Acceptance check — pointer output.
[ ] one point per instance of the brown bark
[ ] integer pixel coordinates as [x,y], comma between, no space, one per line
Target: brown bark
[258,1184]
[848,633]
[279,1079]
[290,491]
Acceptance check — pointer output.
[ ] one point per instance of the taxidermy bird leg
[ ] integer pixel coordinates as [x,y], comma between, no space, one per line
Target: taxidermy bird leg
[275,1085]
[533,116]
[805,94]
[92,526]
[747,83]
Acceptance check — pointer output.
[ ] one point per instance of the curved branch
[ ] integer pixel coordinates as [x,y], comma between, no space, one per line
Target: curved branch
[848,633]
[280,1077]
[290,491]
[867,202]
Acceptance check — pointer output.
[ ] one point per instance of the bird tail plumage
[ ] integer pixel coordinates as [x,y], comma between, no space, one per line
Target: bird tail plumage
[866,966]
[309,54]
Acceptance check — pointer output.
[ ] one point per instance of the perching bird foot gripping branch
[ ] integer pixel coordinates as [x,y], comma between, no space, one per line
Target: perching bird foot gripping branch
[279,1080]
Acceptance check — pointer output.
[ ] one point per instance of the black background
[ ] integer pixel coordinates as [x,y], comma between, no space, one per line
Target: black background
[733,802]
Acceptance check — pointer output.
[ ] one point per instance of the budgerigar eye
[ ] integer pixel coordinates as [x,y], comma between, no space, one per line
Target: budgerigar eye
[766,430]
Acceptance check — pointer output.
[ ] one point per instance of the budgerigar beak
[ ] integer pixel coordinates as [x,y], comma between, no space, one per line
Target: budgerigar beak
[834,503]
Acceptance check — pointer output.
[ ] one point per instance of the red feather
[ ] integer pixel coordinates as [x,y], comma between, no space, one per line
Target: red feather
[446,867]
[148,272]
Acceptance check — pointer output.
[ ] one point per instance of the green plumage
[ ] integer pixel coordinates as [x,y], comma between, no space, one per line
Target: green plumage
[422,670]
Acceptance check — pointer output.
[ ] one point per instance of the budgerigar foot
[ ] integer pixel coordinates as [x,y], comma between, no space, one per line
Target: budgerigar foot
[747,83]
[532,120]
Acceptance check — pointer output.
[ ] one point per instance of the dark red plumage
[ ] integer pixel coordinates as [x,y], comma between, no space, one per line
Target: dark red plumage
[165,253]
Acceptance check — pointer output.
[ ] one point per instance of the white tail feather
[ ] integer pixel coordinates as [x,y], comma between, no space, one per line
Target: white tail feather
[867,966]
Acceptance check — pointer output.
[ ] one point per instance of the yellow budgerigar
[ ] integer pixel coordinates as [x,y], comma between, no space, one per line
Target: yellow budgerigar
...
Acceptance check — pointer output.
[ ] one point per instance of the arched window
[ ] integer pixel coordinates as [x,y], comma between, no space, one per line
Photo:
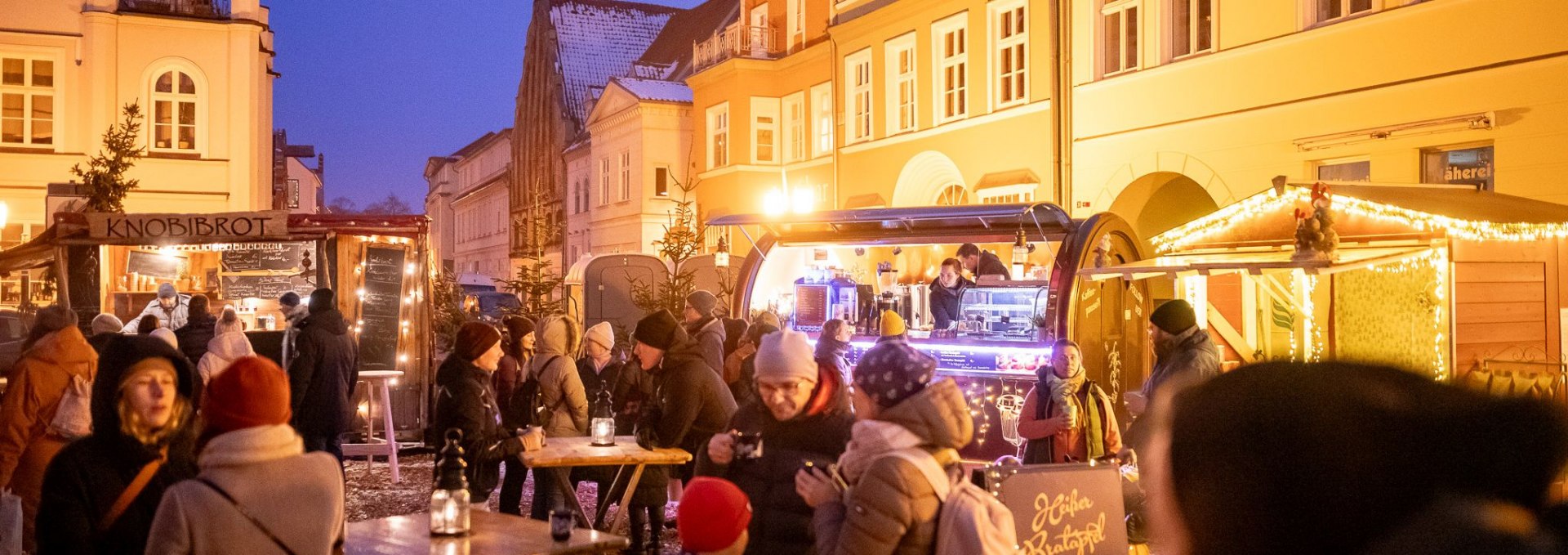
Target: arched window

§ Task directions
Pick out and copy every line in the listing above that contains the string "beak". Treat uppercase and lowercase letters as distinct.

§ Full solution
[ ] one point per instance of the budgerigar beak
Target: budgerigar beak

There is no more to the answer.